» Extracted material:

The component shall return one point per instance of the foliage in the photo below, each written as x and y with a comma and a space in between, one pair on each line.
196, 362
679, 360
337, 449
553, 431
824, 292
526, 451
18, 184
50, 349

» Task instructions: Reproduce the entire listing above word for word.

» The answer:
The component shall return one point per instance of the foliage in the photo below, each written as x and y with a comma and a space in between, one pair on each line.
196, 362
679, 360
337, 449
553, 431
824, 292
526, 451
18, 184
50, 349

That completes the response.